## [Requirement A]
Change one phrase in the account of Kamla Devi's death. Begin at the words "Aapreshan to naam", stop after "asked about Kamla.", and give that passage again with "village boy" replaced by "local boy".
## [Requirement B]
Please take the account of Kamla Devi's death further, continuing from its last sentence.

## [Excerpt to read]
------------------------------------------------------------------------
Aapreshan to naam hai; Mamuli sa kaam hai; Phir bara aaraam hai. ["Operation is the name of the game; Its simple and thats a fact; Get it done and then relax."] We saw these three lines of rustic poetry painted on one of the walls of a house in Mainpurva village (Bidhanoo block) of Kanpur Dehat district in Uttar Pradesh. We were trying to find out about the death of Kamla Devi, who had reportedly expired a few days after her tubectomy (sterilisation) operation. We asked Manoj, a small village boy, to lead us to the house of Kishan, Kamlas husband. Kishans mother, younger brother and sister in law met us in a large, mud-lined open space around which were ranged different houses. We introduced ourselves and asked about Kamla.
At first the elderly woman said, "what is the use of talking about someone who is dead", and even after some persuasion we were unable to get a story from the family which had any relation to the lead we were pursuing. Most of our queries were met with evasive answers, so we went back all the way to the field offices of the NGO from whom we received our information. Fortunately, there we met Kamlas sister who was a health worker and had come to attend their regular meeting. She confirmed that Kamla had gone for an MTP (Medical Termination of Pregnancy legal abortion) to the local Community Health Centre. She continued to bleed because of an incomplete abortion and her uterus had to be re-evacuated at a hospital in Kanpur. She underwent tubectomy a couple of months later; soon afterwards she started bleeding once again and was taken to a hospital, where she expired after a few days.
------------------------------------------------------------------------
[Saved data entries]
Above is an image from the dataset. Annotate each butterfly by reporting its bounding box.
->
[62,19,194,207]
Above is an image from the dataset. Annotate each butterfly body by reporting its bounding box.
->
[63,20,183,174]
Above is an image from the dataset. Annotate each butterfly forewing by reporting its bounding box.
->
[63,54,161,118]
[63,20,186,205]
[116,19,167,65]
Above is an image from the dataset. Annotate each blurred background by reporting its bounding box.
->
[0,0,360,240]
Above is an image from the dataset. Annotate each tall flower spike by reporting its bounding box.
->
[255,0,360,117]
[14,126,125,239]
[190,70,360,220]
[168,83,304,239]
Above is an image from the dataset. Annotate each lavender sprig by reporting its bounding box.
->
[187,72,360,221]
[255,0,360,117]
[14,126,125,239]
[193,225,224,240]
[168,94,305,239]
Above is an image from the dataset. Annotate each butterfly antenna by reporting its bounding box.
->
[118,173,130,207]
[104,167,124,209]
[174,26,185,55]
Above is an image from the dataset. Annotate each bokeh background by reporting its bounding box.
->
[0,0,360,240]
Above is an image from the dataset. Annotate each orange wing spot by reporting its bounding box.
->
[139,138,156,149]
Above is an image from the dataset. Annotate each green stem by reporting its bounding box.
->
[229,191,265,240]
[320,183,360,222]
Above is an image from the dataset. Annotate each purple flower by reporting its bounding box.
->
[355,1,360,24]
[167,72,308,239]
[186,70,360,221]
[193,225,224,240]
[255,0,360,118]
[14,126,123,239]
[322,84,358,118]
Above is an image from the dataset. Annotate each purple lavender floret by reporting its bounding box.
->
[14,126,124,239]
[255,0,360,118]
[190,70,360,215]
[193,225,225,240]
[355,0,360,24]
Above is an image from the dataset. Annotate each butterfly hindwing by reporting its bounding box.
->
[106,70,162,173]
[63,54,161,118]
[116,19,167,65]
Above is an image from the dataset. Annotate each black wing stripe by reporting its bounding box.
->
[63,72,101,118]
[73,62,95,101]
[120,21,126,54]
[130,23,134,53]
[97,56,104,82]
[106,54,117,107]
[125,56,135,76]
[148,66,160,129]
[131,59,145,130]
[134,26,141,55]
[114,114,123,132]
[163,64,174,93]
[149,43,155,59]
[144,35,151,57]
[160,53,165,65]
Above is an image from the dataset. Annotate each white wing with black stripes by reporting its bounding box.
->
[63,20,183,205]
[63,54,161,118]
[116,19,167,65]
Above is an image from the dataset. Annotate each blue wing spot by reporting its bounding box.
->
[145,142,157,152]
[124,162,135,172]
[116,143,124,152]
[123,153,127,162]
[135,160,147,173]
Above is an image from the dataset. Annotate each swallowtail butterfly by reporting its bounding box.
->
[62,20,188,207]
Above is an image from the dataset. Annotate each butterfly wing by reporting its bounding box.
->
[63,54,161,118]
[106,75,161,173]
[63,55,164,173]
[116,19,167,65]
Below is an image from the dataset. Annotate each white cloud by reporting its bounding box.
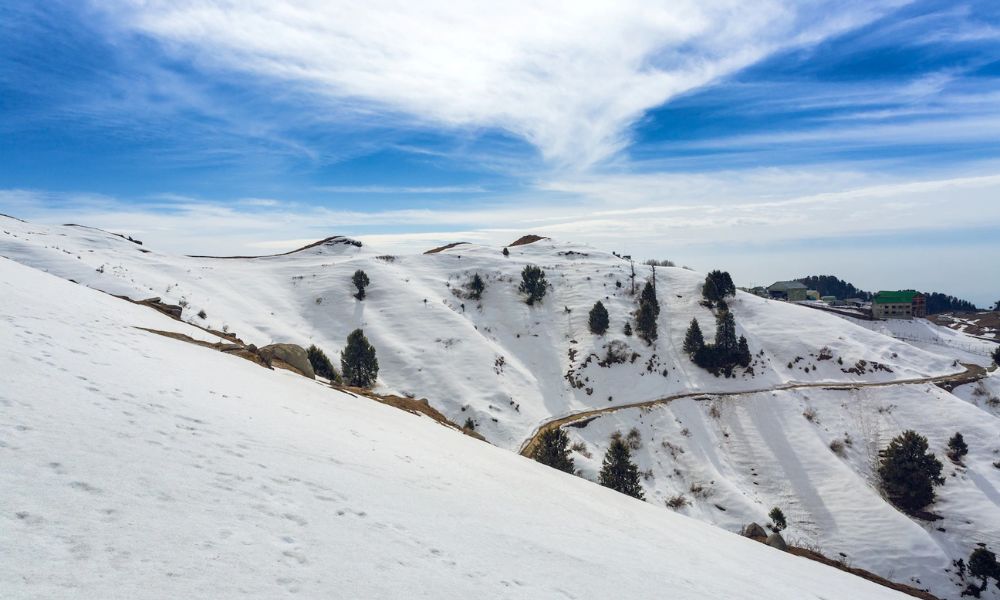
------------------------------------------------------------------------
## [Task output A]
Aapreshan to naam hai; Mamuli sa kaam hai; Phir bara aaraam hai. ["Operation is the name of the game; Its simple and thats a fact; Get it done and then relax."] We saw these three lines of rustic poetry painted on one of the walls of a house in Mainpurva village (Bidhanoo block) of Kanpur Dehat district in Uttar Pradesh. We were trying to find out about the death of Kamla Devi, who had reportedly expired a few days after her tubectomy (sterilisation) operation. We asked Manoj, a small local boy, to lead us to the house of Kishan, Kamlas husband. Kishans mother, younger brother and sister in law met us in a large, mud-lined open space around which were ranged different houses. We introduced ourselves and asked about Kamla.

## [Task output B]
After listening to Kamlas story we went to the nearby village of Jarukheda where we had been told about the death of another woman, Munni Devi. Munnis husband was not home, and her mother in law and brother-in-law were extremely reluctant to tell us very much. When Munnis eldest son, who was standing in the group, saw our interest in the story of his mothers death, he picked up a cycle and pedaled off to get his father, Gyan Singh. Gyan is a poor farmer, and now with the help of his mother, is raising his six children. Two years ago, when his youngest son was one, his wife Munni felt that she was quick with child. A test at the nearby Community Health Centre confirmed this, and a date for an abortion was set.
A third event took place just a few months ago. In April 2003 Shaila Devi succumbed to a simple sterilisation operation in the Deendayal Upadhyay hospital in Varanasi due to peritoneal shock and mesenteric over stretch. In simple terms, the doctor pulled at the intestines and associated membranes so hard while conducting the tubectomy operation that Shaila went into shock and didnt survive.
These may seem like random incidents, and in a country like ours, and especially in a state like Uttar Pradesh, these could well be commonplace. But they hold a very crucial lesson that should not be ignored. It is usual practice to blame the poor rural care-seeking individuals for not seeking appropriate and timely health care. It is a regular activity to include large components of information sharing and awareness-raising in health care projects to promote and encourage rural and poor people to attend clinics and camps. It is a common refrain that rural people have different health related beliefs and visit quacks and unregistered practitioners and dont come to hospitals on time.
In each of the cases described above, however, a woman died tragically even though she followed the correct protocol (that is, she came to the correct government medical facility and at the recommended time). Social factors like poverty, delay in getting the person to the health centre, or the lack of proper care related to the low social value of the woman, played little or no role in these cases.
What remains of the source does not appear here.